Excerpt provided Start Marker
The grey ghosts
Meet Charudutt Mishra, fondly known as ‘Charu’, a 51 year old scientist and conservationist in India who has spent 25 years protecting wild snow leopards by placing local communities at the heart of his conservation work.
Charu grew up with a deep connection to nature fostered by his mother. He studied biology, then science and in 1997 travelled to the remote village of Kibber in Northern India, to research the elusive snow leopard as part of his PhD in ecology and conservation. He was determined to forge a career in field research, but one brutal moment changed the course of his life.
When a group of angry villagers took turns in ceremonially beating the carcass of a snow leopard that had preyed on their livestock, Charu was horrified. Unable to shake his anger, he approached a village elder to ask how a peaceful community could reconcile killing the creature. The elder responded that “while all creatures have a right to live, we have to do this to take care of our families and livestock.”
The conversation sparked a revelation. Realising that conservation wasn’t a question of willingness but capacity, Charu worked with the village to break the link between snow leopard predation and economic loss. He created India’s first community managed livestock insurance program, designed to share economic losses and reward herders who use an anti-predatory approach. Retaliation attacks fell to zero and Charu grew his mission, co-creating community wildlife reserves and other initiatives to strengthen local livelihoods.
Charu’s approach marked a turning point in conservation. In the late nineties fortress-style conservation, which involved evicting people from the territory of endangered animals, was gaining momentum. But Charu wanted to empower communities to live alongside the leopards, so he set about expanding his unique PARTNERS framework (Presence, Aptness, Respect, Transparency, Negotiation, Empathy, Responsiveness, and Support).
Excerpt provided End Marker
§ Exercise goal:
Answer these questions using the passage on snow leopard conservation.
(a) In what year did Charu travel to the village of Kibber?
(b) What kind of program did Charu create that was the first of its kind in India?
(c) What did fortress-style conservation involve?
Dataset records Start Marker
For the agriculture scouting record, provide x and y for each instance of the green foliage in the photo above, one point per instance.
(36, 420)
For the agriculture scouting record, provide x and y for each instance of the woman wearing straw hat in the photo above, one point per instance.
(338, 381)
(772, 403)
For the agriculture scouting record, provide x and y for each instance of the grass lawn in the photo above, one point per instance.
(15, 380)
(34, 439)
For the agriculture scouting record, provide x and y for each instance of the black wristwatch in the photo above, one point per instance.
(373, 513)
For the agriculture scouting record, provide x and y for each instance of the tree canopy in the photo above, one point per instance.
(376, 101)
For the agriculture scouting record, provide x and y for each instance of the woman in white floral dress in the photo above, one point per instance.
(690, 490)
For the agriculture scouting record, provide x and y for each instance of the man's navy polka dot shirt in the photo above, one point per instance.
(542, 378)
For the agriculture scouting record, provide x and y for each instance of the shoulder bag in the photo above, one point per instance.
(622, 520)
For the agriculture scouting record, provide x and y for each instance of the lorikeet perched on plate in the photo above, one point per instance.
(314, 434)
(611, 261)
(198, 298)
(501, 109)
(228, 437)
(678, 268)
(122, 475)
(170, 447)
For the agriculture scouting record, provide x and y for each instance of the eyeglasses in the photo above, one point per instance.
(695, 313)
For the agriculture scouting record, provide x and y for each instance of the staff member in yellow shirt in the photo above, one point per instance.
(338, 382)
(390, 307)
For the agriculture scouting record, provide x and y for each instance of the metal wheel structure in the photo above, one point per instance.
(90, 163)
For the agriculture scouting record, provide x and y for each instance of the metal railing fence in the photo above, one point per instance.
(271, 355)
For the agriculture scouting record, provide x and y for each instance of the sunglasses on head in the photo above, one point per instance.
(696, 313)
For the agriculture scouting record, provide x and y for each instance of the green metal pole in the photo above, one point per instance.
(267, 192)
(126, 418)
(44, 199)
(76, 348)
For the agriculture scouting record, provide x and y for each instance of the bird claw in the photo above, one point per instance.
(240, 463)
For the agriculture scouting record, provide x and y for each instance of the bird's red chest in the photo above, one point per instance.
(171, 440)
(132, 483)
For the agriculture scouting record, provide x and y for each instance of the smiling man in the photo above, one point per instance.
Dataset records End Marker
§ Solution:
(a) 1997
(b) A community managed livestock insurance program
(c) Evicting people from the territory of endangered animals